**** DATA LINES ****

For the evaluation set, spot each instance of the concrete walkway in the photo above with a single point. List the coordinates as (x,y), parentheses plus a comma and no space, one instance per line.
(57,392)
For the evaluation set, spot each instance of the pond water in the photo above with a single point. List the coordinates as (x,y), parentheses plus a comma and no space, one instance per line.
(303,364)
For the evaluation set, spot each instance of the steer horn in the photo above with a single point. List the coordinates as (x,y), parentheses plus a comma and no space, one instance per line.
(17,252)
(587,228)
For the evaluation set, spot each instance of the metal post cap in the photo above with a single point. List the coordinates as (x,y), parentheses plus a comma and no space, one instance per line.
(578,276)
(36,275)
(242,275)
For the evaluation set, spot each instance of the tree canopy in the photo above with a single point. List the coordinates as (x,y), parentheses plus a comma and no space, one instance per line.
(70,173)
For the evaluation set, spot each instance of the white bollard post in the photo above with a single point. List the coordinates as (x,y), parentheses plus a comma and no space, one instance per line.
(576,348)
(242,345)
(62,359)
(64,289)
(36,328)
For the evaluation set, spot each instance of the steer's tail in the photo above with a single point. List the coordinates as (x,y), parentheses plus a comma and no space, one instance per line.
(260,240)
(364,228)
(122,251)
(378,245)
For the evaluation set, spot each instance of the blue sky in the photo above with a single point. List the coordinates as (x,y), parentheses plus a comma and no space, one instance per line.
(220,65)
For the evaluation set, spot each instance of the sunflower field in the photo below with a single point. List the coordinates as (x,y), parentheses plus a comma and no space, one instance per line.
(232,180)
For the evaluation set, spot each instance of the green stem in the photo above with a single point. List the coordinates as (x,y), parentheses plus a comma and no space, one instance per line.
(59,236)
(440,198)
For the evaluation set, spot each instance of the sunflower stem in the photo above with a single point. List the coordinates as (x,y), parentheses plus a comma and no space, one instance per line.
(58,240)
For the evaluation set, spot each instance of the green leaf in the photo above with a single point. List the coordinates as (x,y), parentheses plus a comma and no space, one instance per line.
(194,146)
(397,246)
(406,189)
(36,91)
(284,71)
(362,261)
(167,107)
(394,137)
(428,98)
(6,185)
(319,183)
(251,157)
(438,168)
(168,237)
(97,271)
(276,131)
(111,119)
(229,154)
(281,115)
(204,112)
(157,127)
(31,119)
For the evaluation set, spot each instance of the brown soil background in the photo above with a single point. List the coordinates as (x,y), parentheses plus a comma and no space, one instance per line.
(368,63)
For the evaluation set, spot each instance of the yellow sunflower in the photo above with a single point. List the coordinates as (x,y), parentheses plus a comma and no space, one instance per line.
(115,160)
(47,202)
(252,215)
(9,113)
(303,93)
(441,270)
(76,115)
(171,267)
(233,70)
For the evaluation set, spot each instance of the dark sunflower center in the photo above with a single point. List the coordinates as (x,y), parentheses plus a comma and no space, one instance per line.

****

» SET PROBLEM: Update the lines above by changing every "single point" to "single marker" and leaving everything else as it is.

» EXERCISE RESPONSE:
For the evaluation set, spot each instance of the concrete walkway in the photo above with a single marker. List the coordinates as (x,y), parentheses plus a comma and no space, one instance per line.
(57,392)
For the evaluation set, spot each instance of the pond water in the photo above with a single marker. List the coordinates as (x,y), parentheses plus a comma and no space, one instance per line.
(303,364)
For the evaluation set, spot each instance of the steer horn in the photo above with a single marker. List the coordinates as (x,y), parentheses plus a comma and no space, one instance per line.
(17,252)
(587,228)
For the evaluation set, spot each instance of the metal post cap in the photo above with a single marker. List the coordinates as (x,y), parentheses plus a comma and no space, one instance per line.
(578,276)
(36,275)
(242,275)
For the evaluation set, spot each instance of the tree canopy in the photo above with a single marker. List the coordinates as (x,y), parentheses plus a comma and no space, one instance per line.
(70,173)
For the evaluation set, spot each instance of the white bollard post in the photo above with a single marker. List the coordinates as (x,y), parentheses plus a comma and no space, one instance per line.
(576,348)
(242,345)
(62,359)
(64,289)
(36,328)
For the evaluation set, spot each instance of the steer's tail in the photo above with a single marker. List the coordinates as (x,y), parentheses plus a comma and no space, one instance per line.
(260,240)
(364,228)
(122,251)
(378,245)
For the evaluation set, spot each instance of the blue sky in the photo above with a single marker. List the coordinates as (x,y), parentheses plus a comma and no space, one instance per line.
(220,65)
For the evaluation set, spot each instance of the sunflower field in the photo below with a single marker. List the coordinates as (x,y), parentheses plus a comma and no space, one instance per line.
(232,180)
For the evaluation set, spot each instance of the green stem in the photo above with a single marker. List the coordinates as (x,y), parentheses plus a comma and no space, one instance per line.
(59,236)
(440,198)
For the evaluation set, spot each instance of the sunflower stem in the photo above with a single marker. List the coordinates as (x,y), parentheses plus a comma and no space, one instance per line.
(58,240)
For the evaluation set, spot each instance of the green leaf in the photo above with a single marker. List the coordinates as (x,y), parentheses plus a comma and no space, one instance per line.
(194,146)
(397,246)
(406,189)
(36,91)
(284,71)
(362,261)
(167,107)
(394,137)
(428,98)
(6,185)
(319,183)
(251,157)
(438,168)
(168,237)
(97,271)
(276,131)
(111,119)
(229,154)
(281,115)
(204,112)
(157,127)
(31,119)
For the evaluation set, spot each instance of the brown soil background in the photo above with a single marker. List the coordinates as (x,y), parentheses plus a comma and no space, one instance per line.
(368,63)
For the evaluation set, spot each instance of the yellow sunflower in the photo above with a single marker. List the coordinates as (x,y), parentheses plus a comma and no space, one instance per line.
(115,160)
(47,202)
(252,215)
(9,113)
(303,93)
(441,270)
(76,115)
(171,267)
(233,70)
For the evaluation set, spot each instance of the dark sunflower center in the photo above with a single marker. List the coordinates as (x,y), parentheses plus a comma and no space, one instance per line.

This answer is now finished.